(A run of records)
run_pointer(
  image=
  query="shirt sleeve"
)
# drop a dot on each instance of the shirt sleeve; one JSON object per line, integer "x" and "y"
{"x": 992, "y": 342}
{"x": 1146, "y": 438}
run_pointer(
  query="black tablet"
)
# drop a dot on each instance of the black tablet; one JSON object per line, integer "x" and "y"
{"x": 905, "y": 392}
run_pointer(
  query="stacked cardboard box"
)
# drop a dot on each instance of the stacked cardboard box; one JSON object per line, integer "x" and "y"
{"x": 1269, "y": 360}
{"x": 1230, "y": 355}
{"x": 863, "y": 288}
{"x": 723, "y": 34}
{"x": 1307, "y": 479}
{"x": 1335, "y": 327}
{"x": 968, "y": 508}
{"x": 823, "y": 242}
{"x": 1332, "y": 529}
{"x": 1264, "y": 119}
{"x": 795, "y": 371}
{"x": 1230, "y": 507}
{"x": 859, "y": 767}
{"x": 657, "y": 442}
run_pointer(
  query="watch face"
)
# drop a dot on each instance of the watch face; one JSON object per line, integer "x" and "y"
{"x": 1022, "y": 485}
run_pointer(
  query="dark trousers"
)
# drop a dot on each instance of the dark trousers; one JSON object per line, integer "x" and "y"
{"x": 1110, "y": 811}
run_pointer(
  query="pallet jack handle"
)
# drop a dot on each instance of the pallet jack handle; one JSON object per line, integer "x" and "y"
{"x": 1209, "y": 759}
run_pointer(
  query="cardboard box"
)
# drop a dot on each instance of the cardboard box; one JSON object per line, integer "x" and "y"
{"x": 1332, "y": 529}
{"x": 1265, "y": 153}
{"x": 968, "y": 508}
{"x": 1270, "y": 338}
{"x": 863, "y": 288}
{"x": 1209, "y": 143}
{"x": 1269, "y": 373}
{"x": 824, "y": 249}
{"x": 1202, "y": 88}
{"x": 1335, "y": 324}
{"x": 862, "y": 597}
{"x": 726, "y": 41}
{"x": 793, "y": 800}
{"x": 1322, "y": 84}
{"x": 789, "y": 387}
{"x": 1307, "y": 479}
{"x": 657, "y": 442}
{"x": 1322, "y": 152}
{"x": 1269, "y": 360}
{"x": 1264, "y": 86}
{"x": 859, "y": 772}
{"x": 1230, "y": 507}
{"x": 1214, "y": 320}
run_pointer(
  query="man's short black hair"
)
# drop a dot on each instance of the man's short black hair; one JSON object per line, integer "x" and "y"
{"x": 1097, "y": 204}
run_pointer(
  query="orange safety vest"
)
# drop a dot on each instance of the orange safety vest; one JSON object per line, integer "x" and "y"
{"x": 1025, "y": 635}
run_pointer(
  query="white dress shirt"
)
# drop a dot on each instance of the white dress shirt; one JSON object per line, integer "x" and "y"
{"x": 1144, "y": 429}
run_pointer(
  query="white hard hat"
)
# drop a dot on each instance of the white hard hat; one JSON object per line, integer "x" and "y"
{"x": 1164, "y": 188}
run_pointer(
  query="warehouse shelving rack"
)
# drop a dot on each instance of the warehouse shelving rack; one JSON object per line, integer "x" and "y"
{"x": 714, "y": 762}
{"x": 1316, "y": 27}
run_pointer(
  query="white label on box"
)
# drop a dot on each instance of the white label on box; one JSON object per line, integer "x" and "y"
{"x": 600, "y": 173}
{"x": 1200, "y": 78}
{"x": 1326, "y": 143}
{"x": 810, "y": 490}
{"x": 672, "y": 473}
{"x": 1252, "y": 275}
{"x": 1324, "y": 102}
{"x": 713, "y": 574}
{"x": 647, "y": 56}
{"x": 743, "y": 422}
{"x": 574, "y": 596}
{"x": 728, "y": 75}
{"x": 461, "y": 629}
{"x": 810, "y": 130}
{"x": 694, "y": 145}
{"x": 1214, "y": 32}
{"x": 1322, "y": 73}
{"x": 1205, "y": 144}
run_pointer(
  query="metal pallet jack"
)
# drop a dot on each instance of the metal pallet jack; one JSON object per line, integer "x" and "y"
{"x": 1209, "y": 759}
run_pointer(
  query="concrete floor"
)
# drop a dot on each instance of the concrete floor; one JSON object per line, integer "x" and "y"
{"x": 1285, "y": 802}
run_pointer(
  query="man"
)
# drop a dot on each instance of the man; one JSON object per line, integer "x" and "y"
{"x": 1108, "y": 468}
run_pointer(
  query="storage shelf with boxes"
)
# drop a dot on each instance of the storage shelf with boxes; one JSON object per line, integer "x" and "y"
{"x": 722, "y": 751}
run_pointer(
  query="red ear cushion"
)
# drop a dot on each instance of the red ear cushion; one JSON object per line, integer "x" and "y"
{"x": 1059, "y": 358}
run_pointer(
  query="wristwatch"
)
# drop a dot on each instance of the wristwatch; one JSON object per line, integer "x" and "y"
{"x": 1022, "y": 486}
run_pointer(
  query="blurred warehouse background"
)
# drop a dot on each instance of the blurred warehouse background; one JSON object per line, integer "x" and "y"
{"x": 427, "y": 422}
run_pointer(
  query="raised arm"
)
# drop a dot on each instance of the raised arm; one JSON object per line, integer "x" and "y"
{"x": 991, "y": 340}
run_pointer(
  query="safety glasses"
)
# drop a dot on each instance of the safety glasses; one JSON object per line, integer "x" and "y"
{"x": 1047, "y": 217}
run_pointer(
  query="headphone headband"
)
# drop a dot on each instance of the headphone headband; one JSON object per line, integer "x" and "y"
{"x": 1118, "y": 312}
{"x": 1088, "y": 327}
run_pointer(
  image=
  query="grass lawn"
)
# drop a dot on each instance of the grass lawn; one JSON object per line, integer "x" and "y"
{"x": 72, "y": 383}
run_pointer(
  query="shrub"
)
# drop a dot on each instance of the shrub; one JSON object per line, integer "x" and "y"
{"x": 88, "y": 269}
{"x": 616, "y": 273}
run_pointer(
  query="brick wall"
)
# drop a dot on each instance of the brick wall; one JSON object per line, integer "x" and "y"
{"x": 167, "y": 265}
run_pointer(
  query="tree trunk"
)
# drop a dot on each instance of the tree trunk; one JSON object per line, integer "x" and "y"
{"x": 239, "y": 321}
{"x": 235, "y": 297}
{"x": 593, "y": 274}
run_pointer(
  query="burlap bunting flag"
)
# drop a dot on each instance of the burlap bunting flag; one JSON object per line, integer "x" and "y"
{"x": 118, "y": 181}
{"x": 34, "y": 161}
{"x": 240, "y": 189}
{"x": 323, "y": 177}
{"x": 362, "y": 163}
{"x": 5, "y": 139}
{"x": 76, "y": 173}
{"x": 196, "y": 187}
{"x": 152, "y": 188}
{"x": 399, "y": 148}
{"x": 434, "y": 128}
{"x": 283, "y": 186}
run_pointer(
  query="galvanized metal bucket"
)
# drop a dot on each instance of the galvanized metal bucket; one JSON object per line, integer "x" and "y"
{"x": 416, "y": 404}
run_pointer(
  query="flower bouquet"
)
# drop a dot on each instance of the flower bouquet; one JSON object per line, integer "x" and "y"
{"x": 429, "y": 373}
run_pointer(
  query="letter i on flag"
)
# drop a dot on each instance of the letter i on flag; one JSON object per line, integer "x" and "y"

• _Objective_
Pick out every line in the entries above that contains the word "concrete", and copy each one.

• _Task output_
  query="concrete floor"
# drop a dot on each instance of the concrete floor; one JSON object per line, integer "x" and "y"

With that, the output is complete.